Exercise instructions:
Count how many of the lines below contain the string "window", with case counting, and give only that number.

Provided data:
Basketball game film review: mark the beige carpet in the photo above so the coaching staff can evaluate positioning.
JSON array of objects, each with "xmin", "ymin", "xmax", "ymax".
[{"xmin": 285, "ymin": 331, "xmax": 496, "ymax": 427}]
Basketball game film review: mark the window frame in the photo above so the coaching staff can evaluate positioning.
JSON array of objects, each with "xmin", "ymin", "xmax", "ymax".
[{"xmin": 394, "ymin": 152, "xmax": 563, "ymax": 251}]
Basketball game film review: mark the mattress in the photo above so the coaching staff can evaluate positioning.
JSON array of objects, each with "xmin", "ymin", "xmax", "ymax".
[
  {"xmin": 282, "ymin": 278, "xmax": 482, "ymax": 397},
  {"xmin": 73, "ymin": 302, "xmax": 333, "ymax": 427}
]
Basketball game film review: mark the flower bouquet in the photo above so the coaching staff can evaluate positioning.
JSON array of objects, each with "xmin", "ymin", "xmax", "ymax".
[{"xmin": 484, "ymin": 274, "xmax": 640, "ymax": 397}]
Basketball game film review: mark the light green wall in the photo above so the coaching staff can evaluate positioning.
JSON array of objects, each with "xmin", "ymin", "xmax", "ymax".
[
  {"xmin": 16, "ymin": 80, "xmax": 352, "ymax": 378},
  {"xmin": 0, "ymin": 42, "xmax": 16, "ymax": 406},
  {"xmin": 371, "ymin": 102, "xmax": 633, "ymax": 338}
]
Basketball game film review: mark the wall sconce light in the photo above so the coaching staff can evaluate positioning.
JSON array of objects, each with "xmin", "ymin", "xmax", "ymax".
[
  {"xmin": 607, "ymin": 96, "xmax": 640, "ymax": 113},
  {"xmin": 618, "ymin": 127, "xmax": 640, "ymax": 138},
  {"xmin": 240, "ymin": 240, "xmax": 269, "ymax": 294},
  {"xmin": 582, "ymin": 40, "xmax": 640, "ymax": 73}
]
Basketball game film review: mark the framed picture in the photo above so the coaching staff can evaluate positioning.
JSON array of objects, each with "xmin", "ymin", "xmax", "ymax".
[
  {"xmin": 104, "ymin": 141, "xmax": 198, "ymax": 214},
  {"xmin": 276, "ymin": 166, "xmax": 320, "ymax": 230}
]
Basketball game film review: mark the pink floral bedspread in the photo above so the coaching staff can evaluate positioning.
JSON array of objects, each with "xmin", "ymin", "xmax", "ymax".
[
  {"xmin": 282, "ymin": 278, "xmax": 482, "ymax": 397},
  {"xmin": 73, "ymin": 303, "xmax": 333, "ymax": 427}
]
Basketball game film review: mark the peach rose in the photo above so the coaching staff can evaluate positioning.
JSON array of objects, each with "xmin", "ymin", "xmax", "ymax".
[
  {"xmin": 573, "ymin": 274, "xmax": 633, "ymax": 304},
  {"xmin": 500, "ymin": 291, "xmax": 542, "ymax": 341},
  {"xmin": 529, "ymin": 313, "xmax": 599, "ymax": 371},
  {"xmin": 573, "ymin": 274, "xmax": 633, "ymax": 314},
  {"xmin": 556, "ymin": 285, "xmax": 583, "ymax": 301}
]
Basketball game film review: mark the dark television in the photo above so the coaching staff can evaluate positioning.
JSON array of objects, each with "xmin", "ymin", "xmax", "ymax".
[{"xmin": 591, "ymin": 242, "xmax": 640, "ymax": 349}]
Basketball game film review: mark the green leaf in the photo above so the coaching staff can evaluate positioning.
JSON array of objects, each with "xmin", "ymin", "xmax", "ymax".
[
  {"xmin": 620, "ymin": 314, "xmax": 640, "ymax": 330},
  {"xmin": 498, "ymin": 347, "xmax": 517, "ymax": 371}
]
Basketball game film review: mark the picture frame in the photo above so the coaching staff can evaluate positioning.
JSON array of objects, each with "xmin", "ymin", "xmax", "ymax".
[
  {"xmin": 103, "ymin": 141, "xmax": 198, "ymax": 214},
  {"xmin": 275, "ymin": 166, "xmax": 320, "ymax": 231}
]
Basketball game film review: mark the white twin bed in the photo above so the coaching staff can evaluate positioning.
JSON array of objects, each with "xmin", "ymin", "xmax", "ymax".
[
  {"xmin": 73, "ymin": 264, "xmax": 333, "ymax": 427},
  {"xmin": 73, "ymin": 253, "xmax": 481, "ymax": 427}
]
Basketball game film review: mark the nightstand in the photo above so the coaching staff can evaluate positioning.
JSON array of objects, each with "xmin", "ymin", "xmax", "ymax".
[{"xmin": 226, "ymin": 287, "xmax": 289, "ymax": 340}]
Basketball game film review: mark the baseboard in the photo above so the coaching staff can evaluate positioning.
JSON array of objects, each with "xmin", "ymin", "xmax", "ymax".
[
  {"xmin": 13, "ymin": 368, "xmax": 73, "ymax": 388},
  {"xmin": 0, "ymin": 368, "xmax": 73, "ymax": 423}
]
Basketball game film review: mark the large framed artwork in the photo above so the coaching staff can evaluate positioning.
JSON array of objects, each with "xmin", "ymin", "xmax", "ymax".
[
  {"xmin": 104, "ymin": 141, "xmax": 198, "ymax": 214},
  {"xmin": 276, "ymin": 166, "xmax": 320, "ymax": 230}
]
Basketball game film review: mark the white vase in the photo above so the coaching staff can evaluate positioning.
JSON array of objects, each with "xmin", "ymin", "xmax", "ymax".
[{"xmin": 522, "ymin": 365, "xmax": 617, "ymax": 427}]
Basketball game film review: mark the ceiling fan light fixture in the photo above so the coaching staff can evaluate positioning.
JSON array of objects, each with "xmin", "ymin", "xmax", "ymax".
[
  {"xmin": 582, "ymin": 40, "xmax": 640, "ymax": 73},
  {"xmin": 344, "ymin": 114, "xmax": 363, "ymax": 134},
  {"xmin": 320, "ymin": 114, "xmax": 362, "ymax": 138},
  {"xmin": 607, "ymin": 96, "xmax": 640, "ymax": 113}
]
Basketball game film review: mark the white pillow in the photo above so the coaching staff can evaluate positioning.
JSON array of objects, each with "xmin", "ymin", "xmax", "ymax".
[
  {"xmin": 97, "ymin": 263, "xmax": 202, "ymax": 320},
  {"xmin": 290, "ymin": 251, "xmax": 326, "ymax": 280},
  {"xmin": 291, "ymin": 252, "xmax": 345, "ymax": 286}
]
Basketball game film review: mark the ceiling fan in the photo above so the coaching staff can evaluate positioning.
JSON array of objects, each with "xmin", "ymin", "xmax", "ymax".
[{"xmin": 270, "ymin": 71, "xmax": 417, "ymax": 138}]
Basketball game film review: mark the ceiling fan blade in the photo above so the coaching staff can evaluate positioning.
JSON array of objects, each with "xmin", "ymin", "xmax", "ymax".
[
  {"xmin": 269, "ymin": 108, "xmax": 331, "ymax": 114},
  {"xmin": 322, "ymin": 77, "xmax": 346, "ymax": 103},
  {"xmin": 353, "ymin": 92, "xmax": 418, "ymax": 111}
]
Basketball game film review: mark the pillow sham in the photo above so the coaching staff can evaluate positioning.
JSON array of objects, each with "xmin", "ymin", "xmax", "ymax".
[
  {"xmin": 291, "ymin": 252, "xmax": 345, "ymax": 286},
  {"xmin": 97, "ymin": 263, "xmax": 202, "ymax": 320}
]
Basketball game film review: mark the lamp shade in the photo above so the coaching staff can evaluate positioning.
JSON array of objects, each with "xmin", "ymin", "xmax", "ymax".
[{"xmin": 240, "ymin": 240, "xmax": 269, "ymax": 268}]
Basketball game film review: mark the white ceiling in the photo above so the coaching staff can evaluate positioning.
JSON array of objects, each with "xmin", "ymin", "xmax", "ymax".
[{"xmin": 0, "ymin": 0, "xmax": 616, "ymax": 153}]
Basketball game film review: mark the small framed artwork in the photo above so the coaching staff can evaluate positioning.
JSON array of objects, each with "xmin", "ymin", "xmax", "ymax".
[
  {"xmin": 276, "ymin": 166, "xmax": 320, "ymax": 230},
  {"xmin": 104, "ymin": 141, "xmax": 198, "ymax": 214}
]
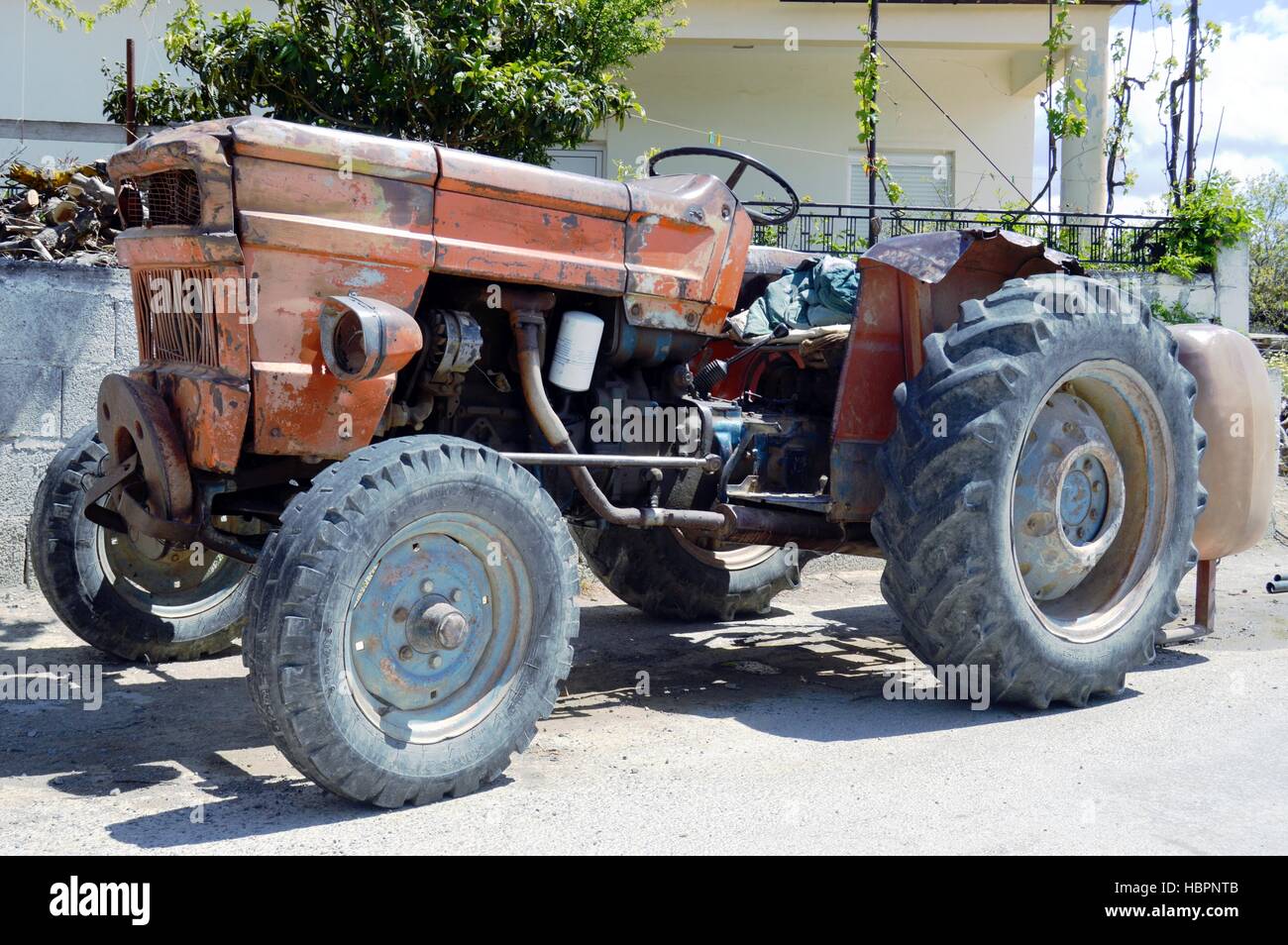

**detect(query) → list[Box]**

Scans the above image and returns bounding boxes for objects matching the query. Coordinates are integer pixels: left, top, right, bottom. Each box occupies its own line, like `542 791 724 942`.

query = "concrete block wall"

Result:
0 259 138 587
1091 244 1250 334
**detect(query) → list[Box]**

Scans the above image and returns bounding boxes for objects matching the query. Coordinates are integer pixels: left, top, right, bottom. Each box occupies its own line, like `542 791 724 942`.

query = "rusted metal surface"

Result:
151 365 250 472
226 117 438 186
511 313 731 532
98 374 193 520
434 190 626 295
111 117 751 468
107 121 233 232
318 295 424 383
625 175 751 335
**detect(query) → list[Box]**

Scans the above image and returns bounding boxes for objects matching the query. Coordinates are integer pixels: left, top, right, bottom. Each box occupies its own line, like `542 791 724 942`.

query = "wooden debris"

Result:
0 160 121 265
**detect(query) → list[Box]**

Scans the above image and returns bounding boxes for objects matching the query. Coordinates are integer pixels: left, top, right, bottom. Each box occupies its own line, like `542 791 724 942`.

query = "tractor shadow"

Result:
0 622 393 850
0 577 1203 850
564 602 1159 742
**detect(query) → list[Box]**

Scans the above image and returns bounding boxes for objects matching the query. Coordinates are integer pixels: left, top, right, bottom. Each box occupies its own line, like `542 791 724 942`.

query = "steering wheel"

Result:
648 146 802 227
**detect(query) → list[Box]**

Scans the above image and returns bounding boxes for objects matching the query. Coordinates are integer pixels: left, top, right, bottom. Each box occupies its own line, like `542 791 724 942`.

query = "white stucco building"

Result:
0 0 1121 212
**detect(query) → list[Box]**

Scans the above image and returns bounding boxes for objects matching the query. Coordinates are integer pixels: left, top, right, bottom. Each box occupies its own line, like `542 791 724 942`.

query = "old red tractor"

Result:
31 119 1275 806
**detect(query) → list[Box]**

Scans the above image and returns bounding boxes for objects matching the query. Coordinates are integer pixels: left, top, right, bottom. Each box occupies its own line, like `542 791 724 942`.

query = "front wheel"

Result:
872 275 1206 708
29 425 252 663
244 435 579 807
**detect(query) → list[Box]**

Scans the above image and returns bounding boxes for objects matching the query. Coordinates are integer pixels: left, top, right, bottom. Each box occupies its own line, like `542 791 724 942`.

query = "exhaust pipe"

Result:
510 307 884 558
510 308 734 532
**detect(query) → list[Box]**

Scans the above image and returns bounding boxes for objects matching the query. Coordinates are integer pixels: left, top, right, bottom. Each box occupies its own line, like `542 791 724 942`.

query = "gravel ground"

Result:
0 489 1288 855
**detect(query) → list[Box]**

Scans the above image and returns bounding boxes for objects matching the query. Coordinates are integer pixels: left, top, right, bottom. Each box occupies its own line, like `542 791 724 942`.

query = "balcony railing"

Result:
750 202 1175 269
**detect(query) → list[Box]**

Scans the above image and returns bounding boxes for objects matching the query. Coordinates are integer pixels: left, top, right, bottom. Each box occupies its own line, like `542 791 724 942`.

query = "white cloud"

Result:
1115 0 1288 212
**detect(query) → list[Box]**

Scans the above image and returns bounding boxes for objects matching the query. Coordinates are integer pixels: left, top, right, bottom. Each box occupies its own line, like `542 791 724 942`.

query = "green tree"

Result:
91 0 682 163
1244 171 1288 332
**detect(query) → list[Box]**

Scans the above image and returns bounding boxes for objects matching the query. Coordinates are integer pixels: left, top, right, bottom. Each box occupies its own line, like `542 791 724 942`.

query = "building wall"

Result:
600 43 1034 206
0 259 138 587
0 0 1115 206
0 0 275 163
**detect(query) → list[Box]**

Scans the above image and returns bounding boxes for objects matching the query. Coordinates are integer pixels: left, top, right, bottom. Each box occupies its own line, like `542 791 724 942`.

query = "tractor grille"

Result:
120 170 201 228
132 267 219 367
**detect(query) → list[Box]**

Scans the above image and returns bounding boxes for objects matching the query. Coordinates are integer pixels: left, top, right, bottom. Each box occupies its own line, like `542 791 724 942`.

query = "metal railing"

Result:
750 201 1175 267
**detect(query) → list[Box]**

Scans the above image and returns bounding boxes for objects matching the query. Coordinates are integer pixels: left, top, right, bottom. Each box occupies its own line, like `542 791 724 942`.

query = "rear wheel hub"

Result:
347 512 533 743
1013 387 1124 601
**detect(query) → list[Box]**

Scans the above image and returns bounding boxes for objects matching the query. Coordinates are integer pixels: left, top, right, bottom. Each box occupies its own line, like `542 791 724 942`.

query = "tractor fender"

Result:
1169 325 1279 560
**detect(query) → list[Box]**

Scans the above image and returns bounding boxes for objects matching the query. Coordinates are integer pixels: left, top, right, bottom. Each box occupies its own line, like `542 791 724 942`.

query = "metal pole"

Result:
868 0 877 246
125 40 139 145
1185 0 1199 193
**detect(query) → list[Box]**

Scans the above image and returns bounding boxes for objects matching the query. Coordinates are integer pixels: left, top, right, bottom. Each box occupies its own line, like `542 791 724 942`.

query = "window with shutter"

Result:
850 151 956 207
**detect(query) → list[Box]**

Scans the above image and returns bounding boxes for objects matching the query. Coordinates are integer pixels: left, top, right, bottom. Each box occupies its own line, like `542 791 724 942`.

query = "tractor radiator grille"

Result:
120 170 201 228
132 267 219 367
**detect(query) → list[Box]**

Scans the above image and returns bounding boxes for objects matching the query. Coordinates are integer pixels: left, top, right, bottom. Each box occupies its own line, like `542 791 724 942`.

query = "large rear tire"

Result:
872 275 1206 708
29 425 252 663
245 435 579 807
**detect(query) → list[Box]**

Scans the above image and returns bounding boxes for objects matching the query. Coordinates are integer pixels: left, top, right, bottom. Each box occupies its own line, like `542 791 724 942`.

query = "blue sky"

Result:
1038 0 1288 212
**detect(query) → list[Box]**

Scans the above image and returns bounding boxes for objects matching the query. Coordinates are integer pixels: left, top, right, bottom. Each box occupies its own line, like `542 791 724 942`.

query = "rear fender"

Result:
829 229 1082 521
1169 325 1279 562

Task answer:
2